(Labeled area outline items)
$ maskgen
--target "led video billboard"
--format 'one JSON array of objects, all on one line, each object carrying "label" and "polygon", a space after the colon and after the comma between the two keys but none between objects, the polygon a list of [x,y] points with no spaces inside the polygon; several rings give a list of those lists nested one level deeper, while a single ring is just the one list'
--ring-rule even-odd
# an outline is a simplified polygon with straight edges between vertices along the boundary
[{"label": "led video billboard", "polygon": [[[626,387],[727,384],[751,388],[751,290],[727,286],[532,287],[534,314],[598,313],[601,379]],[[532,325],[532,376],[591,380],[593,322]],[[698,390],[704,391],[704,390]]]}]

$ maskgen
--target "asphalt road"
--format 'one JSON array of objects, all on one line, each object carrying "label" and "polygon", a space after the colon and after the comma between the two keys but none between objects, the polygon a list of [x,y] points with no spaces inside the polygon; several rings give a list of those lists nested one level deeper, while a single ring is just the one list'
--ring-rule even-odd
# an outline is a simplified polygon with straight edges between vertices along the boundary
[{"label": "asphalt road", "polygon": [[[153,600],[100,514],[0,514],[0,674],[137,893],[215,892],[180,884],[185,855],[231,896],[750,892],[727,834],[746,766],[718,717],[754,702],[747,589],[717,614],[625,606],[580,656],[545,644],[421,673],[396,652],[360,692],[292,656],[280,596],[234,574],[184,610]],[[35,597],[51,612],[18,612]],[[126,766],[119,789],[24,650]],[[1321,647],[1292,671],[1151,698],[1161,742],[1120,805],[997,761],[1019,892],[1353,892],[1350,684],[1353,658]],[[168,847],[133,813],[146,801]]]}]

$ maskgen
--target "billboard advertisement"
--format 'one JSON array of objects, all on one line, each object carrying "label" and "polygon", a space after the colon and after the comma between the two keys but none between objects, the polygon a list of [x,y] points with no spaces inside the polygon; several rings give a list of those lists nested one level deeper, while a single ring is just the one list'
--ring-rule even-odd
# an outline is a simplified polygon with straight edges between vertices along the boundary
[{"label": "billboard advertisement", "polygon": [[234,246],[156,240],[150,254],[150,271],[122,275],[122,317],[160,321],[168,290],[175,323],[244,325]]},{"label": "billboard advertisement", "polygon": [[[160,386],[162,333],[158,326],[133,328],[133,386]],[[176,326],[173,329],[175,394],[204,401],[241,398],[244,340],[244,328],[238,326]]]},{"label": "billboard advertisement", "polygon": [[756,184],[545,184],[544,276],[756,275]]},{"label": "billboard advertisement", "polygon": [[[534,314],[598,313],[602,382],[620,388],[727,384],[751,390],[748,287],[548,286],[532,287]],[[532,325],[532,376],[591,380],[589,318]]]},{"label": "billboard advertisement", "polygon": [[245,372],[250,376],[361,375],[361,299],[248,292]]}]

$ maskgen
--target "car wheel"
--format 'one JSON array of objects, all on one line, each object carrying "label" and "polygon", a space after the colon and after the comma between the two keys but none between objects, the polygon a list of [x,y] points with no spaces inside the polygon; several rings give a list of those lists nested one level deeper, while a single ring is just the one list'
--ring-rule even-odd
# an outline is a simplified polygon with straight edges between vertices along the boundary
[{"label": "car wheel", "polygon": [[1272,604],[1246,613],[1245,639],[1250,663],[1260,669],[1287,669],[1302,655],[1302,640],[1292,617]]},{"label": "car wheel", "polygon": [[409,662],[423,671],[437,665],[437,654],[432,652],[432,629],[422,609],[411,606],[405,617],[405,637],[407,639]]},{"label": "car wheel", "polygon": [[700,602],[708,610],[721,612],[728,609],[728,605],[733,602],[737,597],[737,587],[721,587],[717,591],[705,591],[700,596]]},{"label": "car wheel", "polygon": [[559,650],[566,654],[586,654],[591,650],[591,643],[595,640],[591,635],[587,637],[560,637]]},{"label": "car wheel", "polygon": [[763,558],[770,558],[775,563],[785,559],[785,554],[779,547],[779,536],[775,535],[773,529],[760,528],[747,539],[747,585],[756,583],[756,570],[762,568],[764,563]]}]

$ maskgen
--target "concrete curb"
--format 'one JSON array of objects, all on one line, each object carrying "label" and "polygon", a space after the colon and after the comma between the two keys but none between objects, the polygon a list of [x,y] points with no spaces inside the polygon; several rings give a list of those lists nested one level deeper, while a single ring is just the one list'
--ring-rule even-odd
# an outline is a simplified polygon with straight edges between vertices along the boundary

**WHAT IS REQUIRED**:
Write out the entries above once more, without altering anything.

**ANSWER FOR THIS EXERCISE**:
$ maskgen
--target "led video billboard"
--format 'one JSON array of objects, all on one line, each object carrying "label" and "polygon", a space after the colon and after the comma between the two keys but none between objects, the polygon a list of [x,y] points with no spaces inside the polygon; several rings give a list of those lists nested one level deeper, while a single ring is just the one list'
--ring-rule even-odd
# an outline is a simplified polygon with straight edges between vertices along the boundary
[{"label": "led video billboard", "polygon": [[[626,387],[727,384],[751,388],[751,290],[727,286],[532,287],[534,314],[598,313],[601,379]],[[532,325],[532,376],[591,380],[593,322]],[[698,390],[704,391],[704,390]]]}]

$ maskgen
--target "asphalt road"
--format 'one JSON array of objects, all on one line, each object carrying "label" and "polygon", a space after the colon and after the comma between the two keys but none between objects, the polygon a list of [x,y] points with no spaces inside the polygon; several rings give a list of those lists nested one level deeper, while a single ring is just the one list'
--ring-rule even-odd
# an outline is a simplified polygon with straight edges between vertices along the boundary
[{"label": "asphalt road", "polygon": [[[153,600],[100,514],[0,514],[0,674],[137,893],[215,892],[180,884],[185,855],[231,896],[750,892],[727,834],[746,766],[718,717],[754,702],[747,589],[717,614],[625,606],[580,656],[545,644],[421,673],[396,652],[360,692],[292,656],[280,596],[234,574],[184,610]],[[35,597],[51,612],[18,612]],[[126,766],[119,789],[24,650]],[[1321,647],[1292,671],[1151,698],[1161,742],[1120,805],[997,761],[1019,892],[1353,892],[1350,684],[1353,658]],[[168,847],[133,813],[146,801]]]}]

$ maskgen
--target "billboard advertisement"
--format 'one JSON array of objects, all on one line, each object carrying "label" and "polygon", a space after the colon and after the comma between the two keys but none between objects, the polygon a list of [x,y] points with no spaces inside the polygon; several rings give a list of those lists nested one level deeper, while a single ring is just the one list'
--ring-rule even-odd
# an outline is a simplified polygon with straight edges between vertices along the boundary
[{"label": "billboard advertisement", "polygon": [[234,246],[156,240],[150,254],[150,271],[122,275],[122,317],[160,321],[168,290],[175,323],[244,325]]},{"label": "billboard advertisement", "polygon": [[[160,386],[162,333],[158,326],[133,328],[133,386]],[[176,326],[173,329],[175,394],[204,401],[241,398],[244,340],[244,328],[238,326]]]},{"label": "billboard advertisement", "polygon": [[756,184],[545,184],[544,276],[756,275]]},{"label": "billboard advertisement", "polygon": [[[534,314],[598,313],[602,382],[620,388],[727,384],[751,390],[748,287],[548,286],[532,287]],[[532,325],[532,376],[591,380],[589,318]]]},{"label": "billboard advertisement", "polygon": [[245,372],[250,376],[361,375],[361,299],[248,292]]}]

$ maskgen
--target "car wheel"
--format 'one JSON array of objects, all on one line, each object carrying "label" and "polygon", a space after the colon and after the comma between the two keys but none between objects, the polygon a list of [x,y] points with no spaces inside the polygon; several rings give a list of those lists nested one level deeper, while a single ring is just the one list'
--ring-rule even-odd
# an outline is a simplified polygon with straight edges between vertices along the boundary
[{"label": "car wheel", "polygon": [[1272,604],[1246,613],[1245,639],[1250,663],[1260,669],[1287,669],[1302,655],[1302,640],[1292,617]]},{"label": "car wheel", "polygon": [[409,662],[423,671],[437,665],[437,654],[432,652],[432,629],[422,609],[411,606],[405,617],[405,637],[407,639]]},{"label": "car wheel", "polygon": [[700,602],[708,610],[721,612],[728,609],[728,605],[733,602],[737,597],[737,587],[721,587],[717,591],[705,591],[700,596]]},{"label": "car wheel", "polygon": [[559,650],[566,654],[586,654],[591,650],[591,643],[595,640],[591,635],[587,637],[560,637]]},{"label": "car wheel", "polygon": [[763,558],[770,558],[775,563],[785,559],[785,554],[779,547],[779,536],[775,535],[773,529],[760,528],[747,539],[747,585],[756,583],[756,570],[762,568],[764,563]]}]

$ maskgen
--target "concrete curb"
--format 'one JSON array of objects, all on one line, each object carrying "label" and "polygon", a space after the colon and after the comma between the two keys but none between objects, the polygon a list of [x,y] points with no spaces inside the polygon; several rings give a list of those lists nested one level deeper, while a single ring is just the one list'
--ring-rule even-odd
# an outline is a simplified polygon with straight edges between vertices along the boundary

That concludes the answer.